### Excerpt provided
■ ■ ■ ■ ■ ■ ■
This, however, need not stop congregations from accessing what they need for their ongoing services, thanks to a new range of eBooks that the library’s team recently purchased.
The eBooks are available via the Camden Theological Library for any registered library member.
The complete list of new resources is listed below, as appears in the latest newsletter from Camden Theological Library.
|Worship & Liturgy Resources|
|Ashes to fire : daily reflections from Ash Wednesday to Pentecost|
by Merritt J. Neilson
This 14-week devotional book includes daily scripture readings from the Old Testament and New Testament, prayers, and each Sunday, a small sermon with journaling space. This book is specifically designed to be used, either individually or for small groups, from Ash Wednesday to Pentecost.
Feasting on the Word : Preaching the Revised Common Lectionary Year A Preaching the revised common lectionary
by David Lyon Bartlett
For each lectionary text, preachers will find brief essays: one each on the exegetical, theological, pastoral, and homiletical challenges of the text. Each volume will also contain an index of biblical passages so that nonlectionary preachers may make use of its contents.
Feasting on the Word : Liturgies for Year A Worship companion
by Kimberly Bracken Long
This resource offers a multitude of poetic prayers and responsive readings for all parts of worship and is meant to complement existing denominational resources. In addition, the weekly entries include questions for reflection and household prayers for morning and evening that are drawn from the lectionary, allowing churches to include them in their bulletin for parishioners to use throughout the week.
God’s radical grace : challenging sermons for ordinary time(s)
by J. Harold Ellens
As facets on a gem reveal its hidden beauty, so these sermons for Ordinary Time(s) disclose the depth and beauty of the scriptures relating to these months of the Christian year between Pentecost and Advent. With the approach of a scholar, the patience of a teacher, and the understanding of a pastor, he gives the reader new insights into these familiar scriptures.
Will Willimon’s Lectionary Sermon Resource : Year A, Part One
by William H. Willimon
For each Sunday of the Christian year, Will provides just what you need to begin the journey toward a sermon. This guide will stoke, fund, and fuel your imagination while leaving plenty of room to insert your own illustrations, make connections within your congregational context, and speak the Word in your distinctive voice.
The Abingdon Worship Annual 2020 : Worship Planning Resources for Every Sunday of the Year
by Mary Scifres
The Abingdon Worship Annual is lectionary-based and follows the calendar year (January – December). It offers fresh worship planning resources for all who plan and implement weekly worship. Worship leaders “need to offer prayers, prepare an order of worship, select music, and even prepare a sermon. Into that weekly task, we offer this resource to strengthen your ability to lead creatively and prepare consistently.”
The Abingdon Preaching Annual 2020 : Planning Sermons and Services for Fifty-two Sundays
by Tanya Linn Bennett
The Abingdon Preaching Annual is lectionary-based and follows the calendar year (January – December). Each week’s entry includes Primary Theme, Secondary Themes and Worship Helps. The volume also includes essays on preaching topics, full sermons, and sermon series ideas. The Abingdon Preaching Annual is designed to stir the preacher’s imagination; offer fresh, intriguing ideas; and point the preacher in a good direction
Reading Acts : a literary and theological commentary on the Acts of the Apostles
by Charles H. Talbert
Answers to the usual introductory questions do not yield sufficient harvest to enable an intelligent reading of Acts. The approach of Reading Acts is to ask how ancient Mediterranean auditors would have heard Acts when it was read in their presence. To be successful Talbert divides this approach into two parts—how Acts would have been heard in its precanonical context and in its canonical context.
■ ■ ■ ■ ■ ■ ■
### Objective A
Answer these questions using the library eBook list above, putting each answer on its own line marked like its question.
(i) How many weeks does the devotional book by Merritt J. Neilson cover?
(ii) Who wrote "God's radical grace : challenging sermons for ordinary time(s)"?
(iii) What three items does each week's entry in The Abingdon Preaching Annual 2020 include?
### Objective B
Output everything in the library eBook list from "The eBooks are" down to "Camden Theological Library.", copied word for word.

### Stored data
■ ■ ■ ■ ■ ■ ■
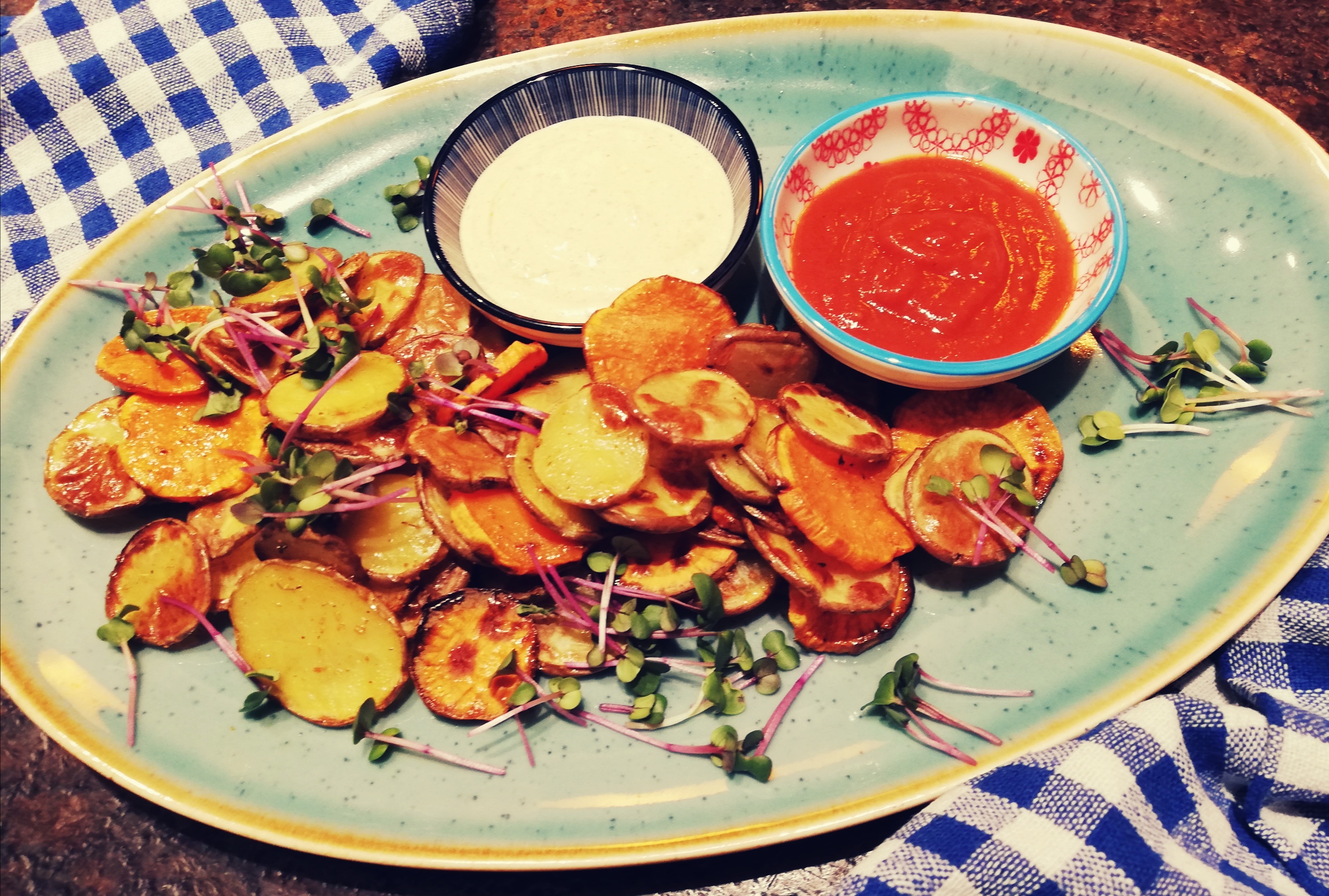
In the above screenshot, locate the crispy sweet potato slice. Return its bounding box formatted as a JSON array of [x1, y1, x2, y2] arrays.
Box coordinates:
■ ■ ■ ■ ■ ■ ■
### Correct answer A
(i) 14 weeks
(ii) J. Harold Ellens
(iii) Primary Theme, Secondary Themes and Worship Helps

### Correct answer B
The eBooks are available via the Camden Theological Library for any registered library member.
The complete list of new resources is listed below, as appears in the latest newsletter from Camden Theological Library.